(Stored records)
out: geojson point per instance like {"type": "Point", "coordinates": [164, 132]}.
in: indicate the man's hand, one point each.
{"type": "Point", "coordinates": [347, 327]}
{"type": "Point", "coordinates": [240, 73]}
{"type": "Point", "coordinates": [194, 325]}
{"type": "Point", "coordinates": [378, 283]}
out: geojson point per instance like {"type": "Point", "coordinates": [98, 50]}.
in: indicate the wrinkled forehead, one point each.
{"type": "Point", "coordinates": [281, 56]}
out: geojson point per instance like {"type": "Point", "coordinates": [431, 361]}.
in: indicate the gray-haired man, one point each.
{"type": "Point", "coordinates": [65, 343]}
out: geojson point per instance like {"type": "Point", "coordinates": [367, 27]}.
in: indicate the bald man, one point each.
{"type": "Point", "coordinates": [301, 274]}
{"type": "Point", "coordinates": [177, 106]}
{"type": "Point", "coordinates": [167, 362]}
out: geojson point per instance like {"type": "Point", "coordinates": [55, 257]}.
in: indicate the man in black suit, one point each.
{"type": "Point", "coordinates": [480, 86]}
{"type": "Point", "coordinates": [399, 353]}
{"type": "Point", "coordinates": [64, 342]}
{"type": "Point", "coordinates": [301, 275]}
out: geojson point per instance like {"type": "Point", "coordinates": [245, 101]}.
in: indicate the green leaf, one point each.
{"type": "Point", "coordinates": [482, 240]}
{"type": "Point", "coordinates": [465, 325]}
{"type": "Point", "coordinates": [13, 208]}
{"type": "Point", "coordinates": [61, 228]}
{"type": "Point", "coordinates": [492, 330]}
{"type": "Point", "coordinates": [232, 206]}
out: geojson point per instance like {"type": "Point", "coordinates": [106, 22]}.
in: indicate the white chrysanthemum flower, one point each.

§ BRIEF: In full and word for word, restate the data.

§ RESPONSE:
out: geojson point per instance like {"type": "Point", "coordinates": [164, 132]}.
in: indicate the man's hand, one point each.
{"type": "Point", "coordinates": [347, 327]}
{"type": "Point", "coordinates": [240, 73]}
{"type": "Point", "coordinates": [194, 325]}
{"type": "Point", "coordinates": [378, 283]}
out: geojson point per instance like {"type": "Point", "coordinates": [98, 50]}.
in: indicate the wrinkled forehead, one point each.
{"type": "Point", "coordinates": [281, 56]}
out: geojson point per instance like {"type": "Point", "coordinates": [431, 361]}.
in: indicate the gray-haired man, one point each.
{"type": "Point", "coordinates": [65, 343]}
out: geojson point per instance like {"type": "Point", "coordinates": [367, 27]}.
in: indicate the bald man, one point each.
{"type": "Point", "coordinates": [301, 274]}
{"type": "Point", "coordinates": [177, 106]}
{"type": "Point", "coordinates": [167, 362]}
out: geojson point per instance like {"type": "Point", "coordinates": [55, 257]}.
in: indicate the man in black suit, one point each.
{"type": "Point", "coordinates": [480, 86]}
{"type": "Point", "coordinates": [399, 353]}
{"type": "Point", "coordinates": [64, 342]}
{"type": "Point", "coordinates": [301, 275]}
out: geojson point per instance like {"type": "Point", "coordinates": [245, 101]}.
in: indicate the green leaf, one point each.
{"type": "Point", "coordinates": [482, 240]}
{"type": "Point", "coordinates": [465, 325]}
{"type": "Point", "coordinates": [13, 208]}
{"type": "Point", "coordinates": [61, 228]}
{"type": "Point", "coordinates": [492, 330]}
{"type": "Point", "coordinates": [232, 206]}
out: geojson point per instance like {"type": "Point", "coordinates": [106, 22]}.
in: indicate the white chrysanthemum flower, one point each.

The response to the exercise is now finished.